→ **Passage shown**:
Derrick Whitfield - Canaccord Adams

Certainly on that JV well, there was no condensate with that well?

Terry Swift

Yes, that’s correct.

Derrick Whitfield - Canaccord Adams

On the cost side, what types of cost savings are you guys expecting by using these sputter rigs?

Terry Swift

Yes, probably just by using the sputter rig on the well alone just in terms of differential in time and cost is about $300,000, but there are some additional efficiencies we’re working on to try to even can better advantage there and one of the things that we’re trying to build into our program is to have flexibility, one of the problems the industry is seeing with frac schedules getting delayed or coming to your location and if you’re not completely cleared off then they have to go somewhere else before they can comeback.

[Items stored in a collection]
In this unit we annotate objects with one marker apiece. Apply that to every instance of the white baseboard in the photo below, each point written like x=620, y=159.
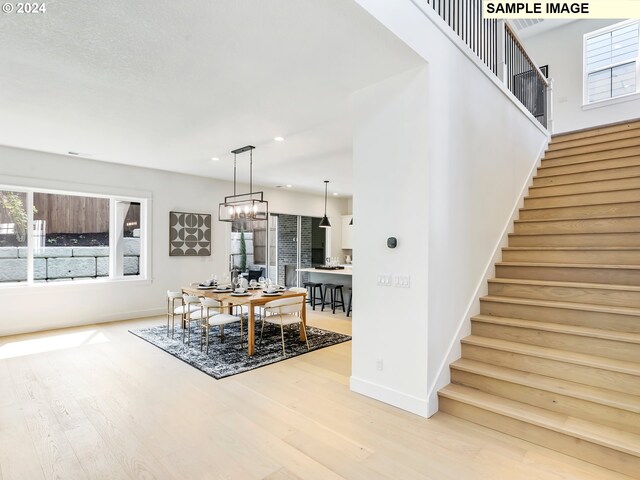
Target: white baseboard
x=418, y=406
x=17, y=328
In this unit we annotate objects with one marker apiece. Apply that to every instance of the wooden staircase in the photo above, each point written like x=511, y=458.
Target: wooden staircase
x=554, y=356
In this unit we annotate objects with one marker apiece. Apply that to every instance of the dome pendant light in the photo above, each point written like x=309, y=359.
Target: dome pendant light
x=324, y=223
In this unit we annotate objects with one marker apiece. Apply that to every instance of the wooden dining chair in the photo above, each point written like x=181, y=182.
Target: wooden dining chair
x=284, y=311
x=212, y=313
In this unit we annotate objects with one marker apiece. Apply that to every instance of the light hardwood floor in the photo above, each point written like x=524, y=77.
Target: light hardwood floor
x=97, y=402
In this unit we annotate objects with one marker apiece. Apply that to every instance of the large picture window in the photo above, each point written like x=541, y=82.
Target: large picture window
x=48, y=236
x=611, y=62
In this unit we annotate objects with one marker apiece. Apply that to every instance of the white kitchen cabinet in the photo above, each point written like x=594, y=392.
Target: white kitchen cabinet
x=346, y=232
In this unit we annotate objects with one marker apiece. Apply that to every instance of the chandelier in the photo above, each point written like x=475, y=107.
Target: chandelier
x=243, y=207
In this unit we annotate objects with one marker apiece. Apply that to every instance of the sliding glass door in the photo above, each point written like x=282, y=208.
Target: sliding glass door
x=277, y=248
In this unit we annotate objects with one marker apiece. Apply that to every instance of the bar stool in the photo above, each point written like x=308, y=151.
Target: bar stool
x=314, y=300
x=335, y=289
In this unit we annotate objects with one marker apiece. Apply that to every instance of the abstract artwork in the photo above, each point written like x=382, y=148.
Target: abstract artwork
x=189, y=234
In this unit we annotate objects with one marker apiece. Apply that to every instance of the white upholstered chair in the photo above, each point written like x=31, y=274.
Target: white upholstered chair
x=212, y=314
x=191, y=305
x=173, y=310
x=284, y=311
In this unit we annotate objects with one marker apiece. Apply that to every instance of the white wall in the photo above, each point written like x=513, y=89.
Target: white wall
x=441, y=157
x=562, y=49
x=46, y=306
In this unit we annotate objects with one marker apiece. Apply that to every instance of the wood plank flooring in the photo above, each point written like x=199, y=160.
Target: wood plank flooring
x=96, y=402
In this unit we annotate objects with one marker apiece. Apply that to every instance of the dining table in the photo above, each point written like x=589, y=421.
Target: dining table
x=255, y=298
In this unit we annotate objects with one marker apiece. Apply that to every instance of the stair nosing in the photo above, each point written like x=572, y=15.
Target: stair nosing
x=574, y=219
x=528, y=379
x=569, y=265
x=578, y=206
x=581, y=359
x=579, y=331
x=631, y=311
x=536, y=177
x=634, y=121
x=545, y=419
x=555, y=283
x=581, y=183
x=527, y=197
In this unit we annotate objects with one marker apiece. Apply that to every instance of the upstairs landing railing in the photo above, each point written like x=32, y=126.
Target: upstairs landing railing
x=499, y=48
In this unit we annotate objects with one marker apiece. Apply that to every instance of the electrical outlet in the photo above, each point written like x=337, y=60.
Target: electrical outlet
x=402, y=281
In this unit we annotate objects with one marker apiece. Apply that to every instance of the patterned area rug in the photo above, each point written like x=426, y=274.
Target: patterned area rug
x=229, y=358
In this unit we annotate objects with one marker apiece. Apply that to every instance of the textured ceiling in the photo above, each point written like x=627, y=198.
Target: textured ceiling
x=170, y=84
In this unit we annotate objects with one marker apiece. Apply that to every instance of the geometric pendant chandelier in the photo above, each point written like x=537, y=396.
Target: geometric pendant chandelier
x=243, y=207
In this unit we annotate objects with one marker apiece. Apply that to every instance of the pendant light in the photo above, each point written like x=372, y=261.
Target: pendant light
x=324, y=223
x=243, y=207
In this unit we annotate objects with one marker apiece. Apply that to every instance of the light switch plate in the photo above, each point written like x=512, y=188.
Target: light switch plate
x=402, y=281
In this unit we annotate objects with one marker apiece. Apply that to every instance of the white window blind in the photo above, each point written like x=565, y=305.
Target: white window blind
x=611, y=62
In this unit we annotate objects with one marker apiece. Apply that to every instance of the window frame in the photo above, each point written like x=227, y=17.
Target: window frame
x=585, y=72
x=143, y=199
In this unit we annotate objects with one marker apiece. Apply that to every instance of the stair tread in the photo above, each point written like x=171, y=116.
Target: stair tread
x=605, y=436
x=540, y=187
x=611, y=398
x=582, y=359
x=568, y=265
x=574, y=249
x=565, y=305
x=574, y=219
x=554, y=283
x=562, y=328
x=527, y=197
x=624, y=125
x=552, y=207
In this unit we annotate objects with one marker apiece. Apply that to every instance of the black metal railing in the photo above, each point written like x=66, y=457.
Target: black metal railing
x=524, y=79
x=499, y=49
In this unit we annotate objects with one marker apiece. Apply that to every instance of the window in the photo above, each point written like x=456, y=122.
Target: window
x=48, y=236
x=611, y=62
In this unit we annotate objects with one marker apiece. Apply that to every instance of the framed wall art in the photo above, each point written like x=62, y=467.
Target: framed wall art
x=189, y=234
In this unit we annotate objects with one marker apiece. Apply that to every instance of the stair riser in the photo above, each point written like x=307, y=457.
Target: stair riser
x=575, y=407
x=633, y=141
x=571, y=274
x=586, y=225
x=597, y=198
x=571, y=343
x=620, y=382
x=605, y=257
x=560, y=144
x=595, y=133
x=592, y=157
x=576, y=240
x=590, y=211
x=585, y=187
x=564, y=316
x=590, y=452
x=582, y=177
x=588, y=166
x=591, y=296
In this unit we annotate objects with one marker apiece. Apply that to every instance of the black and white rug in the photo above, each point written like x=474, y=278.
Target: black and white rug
x=229, y=358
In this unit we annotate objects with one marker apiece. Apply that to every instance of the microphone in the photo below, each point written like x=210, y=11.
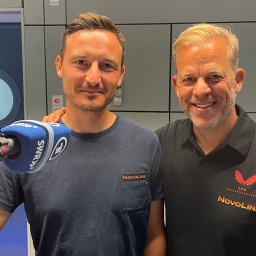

→ **Exercise instructions**:
(a) In the sputter rig transcript, why does Terry Swift say the company is trying to build flexibility into its program? Answer in one to three sentences.
(b) Extend the sputter rig transcript, starting right after its last sentence.
The stored items are separate material and have no connection to the sputter rig transcript.

→ **Outputs by task**:
(a) The industry is seeing frac schedules get delayed. If a location is not completely cleared off when the frac crew arrives, the crew has to go somewhere else before it can come back.

(b)
So part of the sputter rig program in addition to the cost savings gives us the flexibility we need to shorten that time from rig off to frac crew on to getting the well online. So we haven’t put a total value to the efficiency side of the operation, but in terms of just pure cost probably about 300,000.

Derrick Whitfield - Canaccord Adams

Then moving to the Olmos, you guys mentioned the test well a little bit earlier, could you add any further color on how that might change your view on how much acreage you have in perspective for horizontal development?

Terry Swift

Yes, I think we talked about that a bit in the Analyst meeting. We have around 30,000, that’s undeveloped 40,000 acres undeveloped in the Olmos and then we think we’ve seen so far in that Olmos is very rich gas or have good condensate yield associated with it.

Bob Banks

We haven’t seen any Olmos production to be dry, generally 1200 Btu, even 1300 and sometimes that has condensate with it. The well that we talked about being a proof of concept well, we’ve drilling in an area where we had some vertical drilling. We need to complete that frac and get some production history, but clearly if we can go back into areas that are developed because we didn’t get full recovery of reserves in place that would open up some additional potential in the AWP area.

Derrick Whitfield - Canaccord Adams

Now would be above and beyond the 30,000 to 40,000 acres you just mentioned?

Bob Banks

Yes, because he’s talking about --.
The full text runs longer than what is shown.